## Passage
....
My End of Year Reflection and 2024 Resolution

And just like that, another year has come to an end.

There’s been a fun little Instagram challenge going around called “6 Year Evolution of You,” chronicling a photo of you from 2018-2023.

I thought it was a good incentive to look back at my own growth and evolution throughout the years.

My mid-to-late 20s have been, just like anyone else, a period of adventure, messiness, uncertainty and growing pains.

From a doe-eyed dreamer in 2018 finding her place in LA and doing her first photoshoot with a friend at the age of 25, to 2019’s year of returning back to myself and reclaiming my love for myself amidst years of being an avid music journalist stuck in a toxic cycle of an “almost relationship,” to 2020‘s year of the pandemic surviving through music, friendship, and the coffee shop, to 2021’s end-of-year burnout to my spiritual growth and rise as a leader for the coffee shop, at the height of balancing friends, work, community and my art, to 2022’s year into a new relationship that bud after years of friendship, and 2023’s final “death to my 20s” year of looking within, looking back, feeling stuck but finding comfort in the new self I was acknowledging I was becoming.

A lot can happen in a few years and I’m grateful for the growth.

As I look to the new year ahead, I’m excited to set down some real ground work for all the unfinished projects, works, skills and pursuits of joy I’ve left behind.

I’ve never been one for New Year’s resolutions, but I’ve always found it natural to reflect on where I’ve been, where I’m going, and where I currently am to serve as a natural compass for my life.

While I spent most of my teen years and mid-to-late 20s earnestly writing my life away — and in turn finding myself through it — I find that I’ve spent the past few years away from my computer and more immersed into living my life. Less reflection, more action. No more moodiness, constant reflecting and writing my life away. Just more presence, for better or worse.

If I had one thing to say about this past year, it’s that it brought me my second year into my relationship, where the “new-ness” of it all began to turn into a familiarity and comfort, something my independent “anti-relationship” self was always averse to and had to get used to. I fell into the stability of us, allowing ourselves to travel more, set goals together, plan trips together, include loved ones and friends around us. Building, as I like to call it. When I used to be so set in my own ways and lost in my own dream world, searching for connection, expression and community, it’s nice to have someone ground me back to reality and actively build something with and towards. It’s completely new to me, but good for me.

At this point, I feel I’ve already stepped into my own, but feel there is still so much untapped.
....
## Dataset extract

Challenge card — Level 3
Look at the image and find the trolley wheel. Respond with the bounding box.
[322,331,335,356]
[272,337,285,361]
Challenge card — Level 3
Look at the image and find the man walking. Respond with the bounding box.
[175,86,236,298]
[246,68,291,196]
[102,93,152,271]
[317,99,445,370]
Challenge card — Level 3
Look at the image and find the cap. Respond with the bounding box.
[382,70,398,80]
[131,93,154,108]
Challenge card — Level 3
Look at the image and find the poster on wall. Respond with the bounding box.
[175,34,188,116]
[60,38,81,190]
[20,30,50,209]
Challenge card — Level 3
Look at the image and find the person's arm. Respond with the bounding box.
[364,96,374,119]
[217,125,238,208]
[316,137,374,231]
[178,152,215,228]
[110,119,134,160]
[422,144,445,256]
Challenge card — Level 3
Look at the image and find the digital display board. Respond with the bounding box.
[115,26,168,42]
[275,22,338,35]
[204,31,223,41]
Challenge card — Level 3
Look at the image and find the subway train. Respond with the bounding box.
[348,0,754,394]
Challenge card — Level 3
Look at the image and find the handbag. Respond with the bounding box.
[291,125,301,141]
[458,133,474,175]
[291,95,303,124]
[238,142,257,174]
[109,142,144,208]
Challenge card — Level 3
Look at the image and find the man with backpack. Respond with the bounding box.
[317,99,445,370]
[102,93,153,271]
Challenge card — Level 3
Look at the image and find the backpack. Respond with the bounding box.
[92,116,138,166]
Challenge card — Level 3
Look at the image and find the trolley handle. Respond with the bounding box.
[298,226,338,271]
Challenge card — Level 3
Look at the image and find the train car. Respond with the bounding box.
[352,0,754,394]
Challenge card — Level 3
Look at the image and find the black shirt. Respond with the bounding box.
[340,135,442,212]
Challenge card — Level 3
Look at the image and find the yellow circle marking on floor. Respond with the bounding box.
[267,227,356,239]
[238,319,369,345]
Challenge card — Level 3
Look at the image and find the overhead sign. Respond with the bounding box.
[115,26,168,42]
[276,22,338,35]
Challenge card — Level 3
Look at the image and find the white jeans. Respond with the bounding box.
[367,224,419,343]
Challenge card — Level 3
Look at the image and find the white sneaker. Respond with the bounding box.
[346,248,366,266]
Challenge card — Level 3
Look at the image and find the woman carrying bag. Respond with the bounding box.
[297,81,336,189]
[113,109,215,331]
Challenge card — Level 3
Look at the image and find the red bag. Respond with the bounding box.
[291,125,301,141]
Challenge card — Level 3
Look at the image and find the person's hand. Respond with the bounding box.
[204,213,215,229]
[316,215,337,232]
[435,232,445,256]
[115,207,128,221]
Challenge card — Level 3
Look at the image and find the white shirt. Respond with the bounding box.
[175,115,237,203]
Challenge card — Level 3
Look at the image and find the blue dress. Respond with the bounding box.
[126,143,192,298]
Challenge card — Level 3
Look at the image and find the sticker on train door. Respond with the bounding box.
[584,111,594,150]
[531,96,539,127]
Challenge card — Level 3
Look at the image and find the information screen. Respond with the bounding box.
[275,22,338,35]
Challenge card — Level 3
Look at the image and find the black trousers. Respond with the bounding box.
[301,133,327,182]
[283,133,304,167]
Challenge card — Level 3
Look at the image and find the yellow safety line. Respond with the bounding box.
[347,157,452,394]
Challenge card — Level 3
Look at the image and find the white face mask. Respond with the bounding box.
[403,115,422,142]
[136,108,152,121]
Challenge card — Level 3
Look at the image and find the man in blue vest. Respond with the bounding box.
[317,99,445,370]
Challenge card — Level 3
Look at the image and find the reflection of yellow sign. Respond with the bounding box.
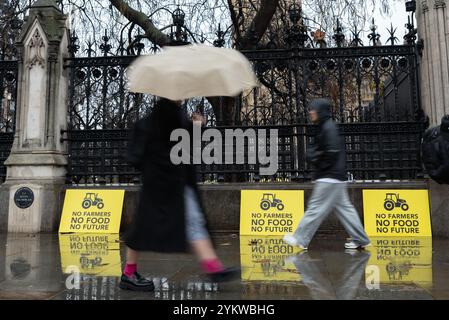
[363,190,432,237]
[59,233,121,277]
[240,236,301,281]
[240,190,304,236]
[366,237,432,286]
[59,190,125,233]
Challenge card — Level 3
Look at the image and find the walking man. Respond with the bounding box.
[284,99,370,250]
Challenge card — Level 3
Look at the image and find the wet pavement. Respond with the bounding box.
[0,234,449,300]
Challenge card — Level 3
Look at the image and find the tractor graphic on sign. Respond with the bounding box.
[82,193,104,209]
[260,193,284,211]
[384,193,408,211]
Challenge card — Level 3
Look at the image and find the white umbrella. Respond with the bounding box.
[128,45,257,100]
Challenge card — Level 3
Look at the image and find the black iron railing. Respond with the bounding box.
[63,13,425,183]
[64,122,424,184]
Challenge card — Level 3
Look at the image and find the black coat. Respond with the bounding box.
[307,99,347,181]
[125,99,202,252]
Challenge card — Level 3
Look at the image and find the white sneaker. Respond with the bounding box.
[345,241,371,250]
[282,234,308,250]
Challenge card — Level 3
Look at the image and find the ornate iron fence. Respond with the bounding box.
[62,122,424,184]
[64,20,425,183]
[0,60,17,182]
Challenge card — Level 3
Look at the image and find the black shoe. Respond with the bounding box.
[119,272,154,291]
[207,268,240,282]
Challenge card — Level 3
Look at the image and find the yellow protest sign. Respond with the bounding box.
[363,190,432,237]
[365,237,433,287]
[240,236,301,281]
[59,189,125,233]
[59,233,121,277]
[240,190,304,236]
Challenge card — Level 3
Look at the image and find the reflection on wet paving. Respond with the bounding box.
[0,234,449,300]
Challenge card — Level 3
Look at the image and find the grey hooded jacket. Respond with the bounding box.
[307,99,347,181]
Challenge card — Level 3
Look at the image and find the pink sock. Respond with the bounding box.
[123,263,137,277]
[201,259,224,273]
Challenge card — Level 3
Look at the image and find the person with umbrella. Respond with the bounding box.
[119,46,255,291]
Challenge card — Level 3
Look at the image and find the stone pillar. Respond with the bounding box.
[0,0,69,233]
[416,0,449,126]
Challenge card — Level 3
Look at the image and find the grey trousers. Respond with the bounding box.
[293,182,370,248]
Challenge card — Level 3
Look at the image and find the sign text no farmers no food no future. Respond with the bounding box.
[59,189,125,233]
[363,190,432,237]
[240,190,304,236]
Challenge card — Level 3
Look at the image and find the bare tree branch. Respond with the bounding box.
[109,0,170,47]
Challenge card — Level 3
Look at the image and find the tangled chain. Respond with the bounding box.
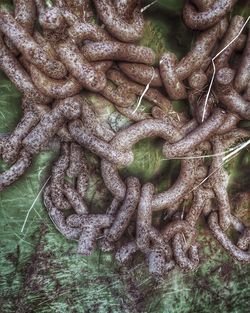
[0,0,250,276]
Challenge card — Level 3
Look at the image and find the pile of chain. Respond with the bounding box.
....
## Task brief
Translate this sentence from the year-end reflection into Spanish: "A lot can happen in a few years and I’m grateful for the growth."

## Your response
Pueden pasar muchas cosas en unos pocos años y agradezco el crecimiento.